Top of PASSAGE FOR REVIEW

The jokes
Yo mama's so poor, I knocked on the front door of her house and realized I was already outside in her backyard!
How do you tell the difference between a Communist and everybody else? The way they are spelled.
What kind of rape victim has a shower ten times a day?
The type that gets raped a lot.
How many babies does it take to paint a wall?
Depends on how hard you throw the baby.
Inmate 1: Why are you in prison?
Inmate 2: I killed 4 people and robbed someone, what about you?
Inmate 1: I blew up a school bus.
Inmate 2: OMG, you demon! Were they autistic?
Inmate 1: No, they were Fortnite kids.
Inmate 2 (who is Muslim): Halelouia, we have found the messiah!
Memes
Why did the cheetah need to fart on the lion? So he could win the race.
What's the different between Stephen Hawking and Rocket League? Both of them can't stand up.
Why didn't Donald Trump pick up his phone when Jeffrey Epstein called him?
Because Donald killed Jeffrey Epstein in prison to hide the evidence.
What does the ocean do to its friends?
It waves.
(*Sorry I wasn't making any jokes for a while, I was getting sick of this thing.*)
You know why Elmer Fudd always came out hunting rabbits in the woods? Because Bugs Bunny would not stop flirting with his girlfriend.
How are shark eggs and your mom the same? They're both the biggest thing ever laid.
Why did Stephen Hawking stop playing hide and seek with his wife?
She kept getting the metal detector out.
My grandfather has the heart of a lion... and a lifetime ban from the zoo.
What is the difference between a blond and a Nazi?
The blond survived.
Helvetica and Times New Roman walk into a bar...
"GET OUT OF HERE!!!" The Bartender shouts, "We don't serve your type!"
Your cow is so ugly, it scared the crap out of the toilet!
How many cats are in the human body?
None, unless you're Asian.
Guy #1 is being picked up by Guy #2 from the hospital.
Guy #1: Oh man, I just got my prostate checked. It's not looking good.
Guy #2: Why, what is it?
Guy #1: Turns out, I have prostate cancer.
Guy #2: Oh man that sucks...
Guy #1: Yeah, it's a real pain in the ass!
What is black and at the top of the stairs?
Stephen Hawking's after a fire.
A father and son duo are sitting at a table, eating breakfast. The father looks at the child and says, "I'm hungry." The child looks at the father and replies, "Hi Hungry, I'm Son." The father calls his father and asks why he was named Hungry.

Bottom of PASSAGE FOR REVIEW

**EXERCISE DIRECTIONS:** Return the part of the joke list from "Your cow is" up to and including "not looking good.", word for word.

Top of DATA SUPPLIED

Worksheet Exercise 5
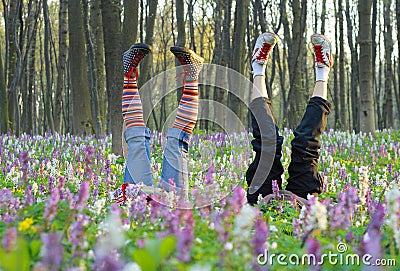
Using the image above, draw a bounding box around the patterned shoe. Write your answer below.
[124,43,151,77]
[251,32,278,65]
[170,46,204,80]
[311,34,332,68]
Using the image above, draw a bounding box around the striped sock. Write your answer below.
[122,76,146,128]
[173,81,199,134]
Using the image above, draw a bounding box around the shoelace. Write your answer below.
[313,45,325,63]
[127,51,145,83]
[257,42,272,60]
[176,54,192,86]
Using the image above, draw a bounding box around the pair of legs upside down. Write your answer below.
[113,32,332,204]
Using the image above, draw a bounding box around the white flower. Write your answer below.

Bottom of DATA SUPPLIED

**RESPONSE BELOW:**
Your cow is so ugly, it scared the crap out of the toilet!
How many cats are in the human body?
None, unless you're Asian.
Guy #1 is being picked up by Guy #2 from the hospital.
Guy #1: Oh man, I just got my prostate checked. It's not looking good.